+++ BRANO FORNITO +++
Da queste parti un’altra risorsa che abbonda è il vento, e nel 2010 Google ha scelto il North Dakota per il suo primo investimento in una centrale eolica su scala commerciale. Ma riuscirà mai lo stato a sostituire le risorse del petrolio con quelle dell’eolico, che tra l’altro costano molto in tecnologia  e rendono poco?
Sembra che il mondo vada per conto suo e lasci ai teorici baloccarsi con le belle teorie sulla decrescita e sulle rinnovabili, sullo sviluppo sostenibile e sulle tante buone intenzioni eque e compatibili. Quello che conta è come sempre l’interesse economico, la necessità di dare energia a prezzi competitivi ai sette miliardi di umani, molti dei quali si stanno avvicinando ora allo sviluppo e alle opportunità della globalizzazione. La Cina chiede energia, l’India chiede energia, tutta l’Asia chiede energia, l’America chiede energia, l’Africa presto chiederà energia. Il North Dakota ha risposto, sta rispondendo: sono gli affari, bellezza!  Mentre la tedesca Siemens chiude il fotovoltaico, giudicandolo antieconomico, le grandi distese del North Dakota sono la dimostrazione materiale che ciò che domina il mondo sono gli interessi e la necessità. La sovrappopolazione vuole altra  energia a prezzi abbordabili dalle nuove economie emergenti e più aumentano i miliardi di umani più energia è necessaria, altro che decrescita felice. E non solo energia visto che anche il cibo sta per diventare un’emergenza perché la produzione agricola richiede fertilizzanti (che si ottengono dagli idrocarburi, cioè ancora dal petrolio, sempre petrolio) in quantità sempre maggiore. Il petrolio brucierà ancora e per molto tempo, alla faccia del riscaldamento globale e di  quello che pensano gli ambientalisti del politicamente sostenibile.
+++ DATI FORNITI +++
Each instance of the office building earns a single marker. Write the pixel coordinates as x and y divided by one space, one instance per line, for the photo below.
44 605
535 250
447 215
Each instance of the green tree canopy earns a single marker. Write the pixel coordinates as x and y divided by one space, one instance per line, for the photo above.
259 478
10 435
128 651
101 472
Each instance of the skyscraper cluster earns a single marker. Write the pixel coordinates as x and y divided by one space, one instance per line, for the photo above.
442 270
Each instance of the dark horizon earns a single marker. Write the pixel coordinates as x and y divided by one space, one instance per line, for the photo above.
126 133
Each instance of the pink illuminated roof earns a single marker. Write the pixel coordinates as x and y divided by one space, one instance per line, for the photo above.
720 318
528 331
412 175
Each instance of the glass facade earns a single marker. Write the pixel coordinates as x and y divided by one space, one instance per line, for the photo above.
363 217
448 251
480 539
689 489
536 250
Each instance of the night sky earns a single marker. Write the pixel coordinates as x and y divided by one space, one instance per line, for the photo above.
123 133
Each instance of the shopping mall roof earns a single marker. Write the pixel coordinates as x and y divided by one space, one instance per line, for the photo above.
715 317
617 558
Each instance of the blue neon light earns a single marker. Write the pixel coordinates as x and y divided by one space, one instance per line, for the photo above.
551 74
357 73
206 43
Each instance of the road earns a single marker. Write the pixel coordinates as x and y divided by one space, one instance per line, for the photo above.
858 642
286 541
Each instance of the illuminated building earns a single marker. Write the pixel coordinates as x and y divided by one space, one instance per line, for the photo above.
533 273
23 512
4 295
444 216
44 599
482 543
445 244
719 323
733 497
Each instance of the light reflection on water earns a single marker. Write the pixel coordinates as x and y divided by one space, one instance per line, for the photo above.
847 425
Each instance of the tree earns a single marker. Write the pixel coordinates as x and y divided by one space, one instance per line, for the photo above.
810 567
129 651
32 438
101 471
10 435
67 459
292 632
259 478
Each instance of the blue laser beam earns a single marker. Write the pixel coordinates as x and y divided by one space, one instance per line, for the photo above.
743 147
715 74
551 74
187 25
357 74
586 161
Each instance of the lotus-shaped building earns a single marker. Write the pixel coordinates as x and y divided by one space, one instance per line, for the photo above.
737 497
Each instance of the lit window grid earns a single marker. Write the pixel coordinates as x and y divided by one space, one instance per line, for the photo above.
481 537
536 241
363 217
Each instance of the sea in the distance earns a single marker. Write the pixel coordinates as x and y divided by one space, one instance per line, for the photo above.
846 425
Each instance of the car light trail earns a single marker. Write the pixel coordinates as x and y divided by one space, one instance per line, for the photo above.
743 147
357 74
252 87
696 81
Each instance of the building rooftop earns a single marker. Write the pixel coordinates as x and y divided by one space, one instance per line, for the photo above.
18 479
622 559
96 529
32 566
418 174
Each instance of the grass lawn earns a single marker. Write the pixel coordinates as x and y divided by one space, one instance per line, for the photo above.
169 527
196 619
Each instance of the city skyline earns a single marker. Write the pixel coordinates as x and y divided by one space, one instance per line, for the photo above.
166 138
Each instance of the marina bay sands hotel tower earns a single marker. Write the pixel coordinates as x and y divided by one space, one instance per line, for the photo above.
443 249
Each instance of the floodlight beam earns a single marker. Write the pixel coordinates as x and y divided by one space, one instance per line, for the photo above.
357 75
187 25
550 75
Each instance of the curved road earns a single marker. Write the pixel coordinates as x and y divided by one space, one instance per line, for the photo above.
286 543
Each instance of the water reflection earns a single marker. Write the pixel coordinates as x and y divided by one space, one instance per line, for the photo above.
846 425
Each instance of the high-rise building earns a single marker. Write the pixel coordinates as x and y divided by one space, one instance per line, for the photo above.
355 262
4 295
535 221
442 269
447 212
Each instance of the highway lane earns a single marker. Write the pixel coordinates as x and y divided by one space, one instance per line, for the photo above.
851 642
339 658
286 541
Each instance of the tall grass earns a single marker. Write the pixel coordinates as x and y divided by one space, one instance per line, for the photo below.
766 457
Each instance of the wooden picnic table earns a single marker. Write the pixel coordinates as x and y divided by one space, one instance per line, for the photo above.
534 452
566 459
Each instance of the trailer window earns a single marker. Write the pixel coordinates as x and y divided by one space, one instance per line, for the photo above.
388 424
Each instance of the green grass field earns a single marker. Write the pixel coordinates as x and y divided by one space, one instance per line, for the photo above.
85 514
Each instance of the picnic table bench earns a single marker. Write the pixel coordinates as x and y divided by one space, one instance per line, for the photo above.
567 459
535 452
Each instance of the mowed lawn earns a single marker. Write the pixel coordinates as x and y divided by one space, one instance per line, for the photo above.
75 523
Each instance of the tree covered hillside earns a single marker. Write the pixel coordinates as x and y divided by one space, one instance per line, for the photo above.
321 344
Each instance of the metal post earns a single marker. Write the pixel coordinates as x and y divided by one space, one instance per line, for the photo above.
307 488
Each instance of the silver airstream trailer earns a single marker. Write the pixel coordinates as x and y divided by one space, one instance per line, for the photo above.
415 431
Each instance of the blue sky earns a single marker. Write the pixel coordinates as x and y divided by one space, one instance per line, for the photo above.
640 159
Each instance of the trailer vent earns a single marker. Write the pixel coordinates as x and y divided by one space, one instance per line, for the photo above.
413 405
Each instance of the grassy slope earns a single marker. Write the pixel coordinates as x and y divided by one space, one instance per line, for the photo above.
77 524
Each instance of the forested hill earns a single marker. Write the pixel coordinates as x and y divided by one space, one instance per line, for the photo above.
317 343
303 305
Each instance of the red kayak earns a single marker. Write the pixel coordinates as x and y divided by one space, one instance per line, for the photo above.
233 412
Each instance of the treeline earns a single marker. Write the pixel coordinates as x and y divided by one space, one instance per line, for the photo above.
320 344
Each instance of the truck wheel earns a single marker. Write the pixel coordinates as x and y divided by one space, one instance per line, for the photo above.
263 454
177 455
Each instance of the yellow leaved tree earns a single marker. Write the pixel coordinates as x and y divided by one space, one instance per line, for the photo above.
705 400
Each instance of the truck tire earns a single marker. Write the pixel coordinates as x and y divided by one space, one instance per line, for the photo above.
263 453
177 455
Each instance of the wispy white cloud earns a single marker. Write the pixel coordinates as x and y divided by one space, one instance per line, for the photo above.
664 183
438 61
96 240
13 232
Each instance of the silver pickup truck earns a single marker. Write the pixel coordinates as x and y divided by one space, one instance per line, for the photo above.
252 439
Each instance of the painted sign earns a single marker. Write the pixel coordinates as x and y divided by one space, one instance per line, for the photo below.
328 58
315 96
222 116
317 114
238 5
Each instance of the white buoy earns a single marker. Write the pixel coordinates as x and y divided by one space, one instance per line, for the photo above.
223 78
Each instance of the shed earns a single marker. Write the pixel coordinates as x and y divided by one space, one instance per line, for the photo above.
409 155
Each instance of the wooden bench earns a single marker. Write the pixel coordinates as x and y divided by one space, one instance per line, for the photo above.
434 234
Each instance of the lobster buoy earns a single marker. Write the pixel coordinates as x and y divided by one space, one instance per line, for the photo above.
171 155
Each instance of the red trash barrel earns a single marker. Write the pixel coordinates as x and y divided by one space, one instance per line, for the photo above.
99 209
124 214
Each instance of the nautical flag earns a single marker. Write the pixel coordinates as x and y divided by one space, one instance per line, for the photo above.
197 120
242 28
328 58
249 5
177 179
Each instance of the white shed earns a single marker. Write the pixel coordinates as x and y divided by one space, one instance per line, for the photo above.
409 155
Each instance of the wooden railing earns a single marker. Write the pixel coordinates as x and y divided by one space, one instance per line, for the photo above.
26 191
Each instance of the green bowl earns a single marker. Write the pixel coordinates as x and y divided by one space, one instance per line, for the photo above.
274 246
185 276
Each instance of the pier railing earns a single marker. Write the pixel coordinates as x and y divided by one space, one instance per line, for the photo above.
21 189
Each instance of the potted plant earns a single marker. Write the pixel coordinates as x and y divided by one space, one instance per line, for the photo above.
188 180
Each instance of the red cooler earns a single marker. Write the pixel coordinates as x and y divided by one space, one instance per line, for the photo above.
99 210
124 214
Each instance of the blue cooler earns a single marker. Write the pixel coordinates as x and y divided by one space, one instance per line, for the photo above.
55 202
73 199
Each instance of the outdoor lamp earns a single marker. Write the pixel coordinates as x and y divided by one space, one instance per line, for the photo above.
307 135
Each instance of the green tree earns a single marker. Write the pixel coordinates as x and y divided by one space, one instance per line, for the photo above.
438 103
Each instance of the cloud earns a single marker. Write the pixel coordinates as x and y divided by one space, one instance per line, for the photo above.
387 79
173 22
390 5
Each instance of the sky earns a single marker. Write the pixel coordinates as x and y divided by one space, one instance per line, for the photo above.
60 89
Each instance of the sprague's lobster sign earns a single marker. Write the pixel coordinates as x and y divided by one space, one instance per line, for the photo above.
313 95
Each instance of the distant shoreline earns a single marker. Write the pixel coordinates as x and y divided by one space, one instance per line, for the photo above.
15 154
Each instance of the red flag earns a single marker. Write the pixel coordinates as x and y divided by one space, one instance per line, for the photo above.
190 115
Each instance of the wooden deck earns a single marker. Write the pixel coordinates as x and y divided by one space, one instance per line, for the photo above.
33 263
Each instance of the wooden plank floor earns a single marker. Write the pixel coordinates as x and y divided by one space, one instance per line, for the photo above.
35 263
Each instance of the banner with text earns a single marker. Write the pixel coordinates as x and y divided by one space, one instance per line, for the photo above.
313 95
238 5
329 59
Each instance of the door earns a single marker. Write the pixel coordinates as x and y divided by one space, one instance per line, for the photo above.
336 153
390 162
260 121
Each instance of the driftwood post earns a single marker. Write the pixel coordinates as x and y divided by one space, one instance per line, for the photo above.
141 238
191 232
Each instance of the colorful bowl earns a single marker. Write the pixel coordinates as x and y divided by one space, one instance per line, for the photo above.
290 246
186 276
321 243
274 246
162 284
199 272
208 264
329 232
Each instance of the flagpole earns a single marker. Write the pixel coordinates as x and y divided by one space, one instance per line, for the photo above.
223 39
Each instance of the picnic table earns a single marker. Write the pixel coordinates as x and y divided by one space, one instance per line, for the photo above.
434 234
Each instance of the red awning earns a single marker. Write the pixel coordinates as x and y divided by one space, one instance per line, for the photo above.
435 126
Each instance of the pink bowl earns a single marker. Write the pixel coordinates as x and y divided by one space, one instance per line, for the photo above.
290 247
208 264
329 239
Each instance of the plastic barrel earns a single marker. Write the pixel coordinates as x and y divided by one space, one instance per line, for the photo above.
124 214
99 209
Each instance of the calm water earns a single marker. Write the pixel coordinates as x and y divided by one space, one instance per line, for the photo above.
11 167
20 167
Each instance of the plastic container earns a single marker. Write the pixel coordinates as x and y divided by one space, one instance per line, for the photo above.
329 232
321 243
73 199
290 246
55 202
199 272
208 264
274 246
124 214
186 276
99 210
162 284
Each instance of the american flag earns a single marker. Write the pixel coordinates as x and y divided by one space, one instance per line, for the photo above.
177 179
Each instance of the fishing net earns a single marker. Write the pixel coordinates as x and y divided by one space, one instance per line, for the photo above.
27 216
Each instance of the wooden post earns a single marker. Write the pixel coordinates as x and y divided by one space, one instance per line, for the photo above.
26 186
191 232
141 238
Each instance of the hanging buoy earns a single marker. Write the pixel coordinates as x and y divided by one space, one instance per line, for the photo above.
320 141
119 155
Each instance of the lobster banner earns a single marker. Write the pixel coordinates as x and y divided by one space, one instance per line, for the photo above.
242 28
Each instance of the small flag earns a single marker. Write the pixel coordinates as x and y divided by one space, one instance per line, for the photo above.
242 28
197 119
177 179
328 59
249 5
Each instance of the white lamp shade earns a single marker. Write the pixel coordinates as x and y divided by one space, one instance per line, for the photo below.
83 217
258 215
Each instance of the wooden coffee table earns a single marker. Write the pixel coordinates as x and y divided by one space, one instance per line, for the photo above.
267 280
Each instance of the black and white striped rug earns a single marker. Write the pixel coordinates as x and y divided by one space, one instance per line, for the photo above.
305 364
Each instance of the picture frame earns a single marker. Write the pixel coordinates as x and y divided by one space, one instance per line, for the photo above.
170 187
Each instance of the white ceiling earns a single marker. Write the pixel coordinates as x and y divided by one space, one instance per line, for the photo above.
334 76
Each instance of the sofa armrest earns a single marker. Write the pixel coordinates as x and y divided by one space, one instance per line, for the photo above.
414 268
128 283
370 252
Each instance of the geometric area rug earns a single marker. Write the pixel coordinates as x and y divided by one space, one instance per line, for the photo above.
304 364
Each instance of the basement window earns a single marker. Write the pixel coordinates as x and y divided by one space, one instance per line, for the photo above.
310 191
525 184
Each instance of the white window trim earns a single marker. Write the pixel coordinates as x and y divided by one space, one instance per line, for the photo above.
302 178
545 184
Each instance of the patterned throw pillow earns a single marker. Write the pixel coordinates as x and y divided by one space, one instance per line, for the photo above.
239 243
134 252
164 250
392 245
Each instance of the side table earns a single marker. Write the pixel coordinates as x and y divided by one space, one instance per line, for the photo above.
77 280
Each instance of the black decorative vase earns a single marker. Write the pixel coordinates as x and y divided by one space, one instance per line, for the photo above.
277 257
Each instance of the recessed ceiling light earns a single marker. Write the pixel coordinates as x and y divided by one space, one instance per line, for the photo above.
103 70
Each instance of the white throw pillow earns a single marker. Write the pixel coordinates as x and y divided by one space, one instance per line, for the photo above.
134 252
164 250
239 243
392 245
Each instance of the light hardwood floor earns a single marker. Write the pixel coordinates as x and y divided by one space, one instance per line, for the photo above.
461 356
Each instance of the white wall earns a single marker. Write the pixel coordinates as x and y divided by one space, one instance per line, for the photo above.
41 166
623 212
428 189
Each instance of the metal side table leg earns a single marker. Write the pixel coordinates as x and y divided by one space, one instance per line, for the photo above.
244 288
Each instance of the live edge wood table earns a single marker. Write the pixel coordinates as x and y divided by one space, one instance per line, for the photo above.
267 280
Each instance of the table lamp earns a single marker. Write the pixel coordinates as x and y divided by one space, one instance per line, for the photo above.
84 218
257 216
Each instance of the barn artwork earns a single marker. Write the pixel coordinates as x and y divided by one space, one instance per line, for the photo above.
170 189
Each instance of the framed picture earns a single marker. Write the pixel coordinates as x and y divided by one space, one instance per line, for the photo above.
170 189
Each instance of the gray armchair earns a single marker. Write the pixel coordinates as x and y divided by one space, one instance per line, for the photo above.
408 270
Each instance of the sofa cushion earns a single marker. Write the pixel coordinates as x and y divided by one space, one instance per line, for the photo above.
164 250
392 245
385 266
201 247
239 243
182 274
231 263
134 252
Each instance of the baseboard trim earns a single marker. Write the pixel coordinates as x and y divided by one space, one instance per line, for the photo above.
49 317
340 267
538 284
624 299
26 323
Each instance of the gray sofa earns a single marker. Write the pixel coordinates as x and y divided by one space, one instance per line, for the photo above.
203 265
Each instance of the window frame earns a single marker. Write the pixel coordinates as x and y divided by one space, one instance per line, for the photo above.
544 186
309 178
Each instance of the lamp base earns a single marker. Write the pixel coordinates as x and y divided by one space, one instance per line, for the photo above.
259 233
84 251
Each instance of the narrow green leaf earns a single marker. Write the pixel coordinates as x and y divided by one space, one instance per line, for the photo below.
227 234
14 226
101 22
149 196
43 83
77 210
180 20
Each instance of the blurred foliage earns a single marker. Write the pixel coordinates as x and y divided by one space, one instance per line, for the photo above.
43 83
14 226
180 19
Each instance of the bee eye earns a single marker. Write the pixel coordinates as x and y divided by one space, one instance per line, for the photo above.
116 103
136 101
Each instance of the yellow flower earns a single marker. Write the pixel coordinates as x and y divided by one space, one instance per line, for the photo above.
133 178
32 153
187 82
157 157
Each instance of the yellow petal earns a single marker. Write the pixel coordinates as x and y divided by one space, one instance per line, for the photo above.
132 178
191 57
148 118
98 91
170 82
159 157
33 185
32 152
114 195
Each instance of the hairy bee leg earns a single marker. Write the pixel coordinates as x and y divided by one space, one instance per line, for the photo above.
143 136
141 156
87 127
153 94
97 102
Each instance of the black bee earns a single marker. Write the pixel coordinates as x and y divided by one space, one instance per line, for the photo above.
+++
= SUL COMPITO =
Prosegui il brano sull'energia in North Dakota dopo l'ultima frase. Le voci non hanno alcun ruolo in questo lavoro.

= RISPOSTA AL COMPITO =
Nella notte della prateria del petrolio in North Dakota brillano ogni tanto immense fiammate delle torce di combustione del gas, alte decine di metri, e si espandono all’improvviso con un ruggito minaccioso. Lo spettacolo è suggestivo e inquietante. La Terra grida la sua potenza, o il suo dolore per una fine imminente?
Susan spiega che la vita da camionista in questo paese irreale non le da solo guadagni  economici, ma anche soddisfazioni meno materiali, più impalpabili. Perfino in queste lande da inferno dantesco esiste un po’ di poesia e di sensibilità.  “Sono su un pozzo, è notte e sono sola”, racconta. Il cielo stellato sulla testa, le fiammate di gas in lontananza, a volte l’urlo lontano di un coyote. Susan è sulla passerella, a una certa altezza da terra, e apre il portello di un serbatoio che raccoglie acqua salina proveniente dalle viscere del sottosuolo, da migliaia di metri di profondità, nel bel mezzo del continente nordamericano. Si piega in avanti e fa un grande respiro. “Sembra proprio di sentire l’odore del mare”, dice."